_Selected passage:_

NHS Humber and North Yorkshire is a large health system in the North East of England, covering 1.7 million people including the cities of Hull and York and a long stretch of coastline. Chief executive Professor Stephen Eames discusses the current position and future hopes for his ICB in an interview with Healthcare Leader’s editor Victoria Vaughan.
Victoria Vaughan: Can you give an overview of your ICB?
Stephen Eames: Humber and North Yorkshire Integrated Care System (ICS) is made up of 28 organisations including six local authorities and NHS acute and mental health trusts. We’ve got 162 general practices and 59 PCNs and we’ve got around 60 community interest companies or social enterprises which are a key partner in our particular ICS, which I think is a little unique. I think geographically we’re something like the third largest ICS in England. Our budget is around about £3.3bn and we employ 40,000 people, many of whom are working in those partner organisations, and then we’re serving a population of roughly 1.7 million.

_Given data:_

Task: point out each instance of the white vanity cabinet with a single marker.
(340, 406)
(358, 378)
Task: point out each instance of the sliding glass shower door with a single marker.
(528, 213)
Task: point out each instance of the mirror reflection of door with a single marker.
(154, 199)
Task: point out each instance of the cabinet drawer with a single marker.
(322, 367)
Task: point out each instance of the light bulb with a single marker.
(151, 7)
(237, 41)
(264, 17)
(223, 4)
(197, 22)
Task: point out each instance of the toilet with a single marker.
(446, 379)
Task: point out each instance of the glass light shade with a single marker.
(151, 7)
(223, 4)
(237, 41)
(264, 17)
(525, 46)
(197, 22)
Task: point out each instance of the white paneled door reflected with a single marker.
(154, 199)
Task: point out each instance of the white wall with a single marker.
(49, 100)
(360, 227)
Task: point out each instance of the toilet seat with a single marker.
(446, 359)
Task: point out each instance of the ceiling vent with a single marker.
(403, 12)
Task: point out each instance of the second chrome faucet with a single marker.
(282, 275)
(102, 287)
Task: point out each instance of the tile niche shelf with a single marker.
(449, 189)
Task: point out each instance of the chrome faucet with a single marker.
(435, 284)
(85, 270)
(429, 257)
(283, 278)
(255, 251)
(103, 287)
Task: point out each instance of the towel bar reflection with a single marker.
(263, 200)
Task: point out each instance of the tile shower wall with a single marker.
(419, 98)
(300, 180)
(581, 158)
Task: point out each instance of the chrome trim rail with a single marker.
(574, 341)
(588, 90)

_List of tasks:_
• a. According to the Humber and North Yorkshire interview, how many general practices are in the ICS?
• b. For each statement, say whether it agrees with the Humber and North Yorkshire interview, giving yes or no and quoting the deciding words from the interview: (i) The ICS is made up of 28 organisations. (ii) The ICS budget is around £5bn. (iii) The ICS employs 40,000 people.
• c. Go on with the Humber and North Yorkshire interview from where it stops.

_Answers by item number:_
• a. 162

• b.
(i) Yes: "is made up of 28 organisations"
(ii) No: "Our budget is around about £3.3bn"
(iii) Yes: "we employ 40,000 people"

• c.
One characteristic that is really important is that a lot of our community are in coastal towns because we basically back onto the North Sea. All the way down from Whitby right through to Skegness and Cleethorpes. The reason I raise that is Chris Whitty, last year, published a specific report about the impact of health inequalities and other inequalities, poverty and so on, in those communities. We’re not the only place with coastal communities but that’s a particular thing that we are focused on as part of our wider health inequality and wider agenda in that context. And that’s further exacerbated with where we are now with the cost-of-living crisis and all that’s happening with the economy, so that’s a particular feature.
The other interesting this is partly our operating model. We’ve got six places that are all local authority boundaries. The ICS has an NHS place-based director but we also have a place-based chief executive lead. And in all of our six places that chief executive lead is the local authority chief, which I think is slightly unusual.
The other thing on a local government front is that in North Yorkshire and York, there’s a big devolution going on that’s going live next April. So that gives us some opportunities around aligning what the ICS is doing with that big change that’s going on there.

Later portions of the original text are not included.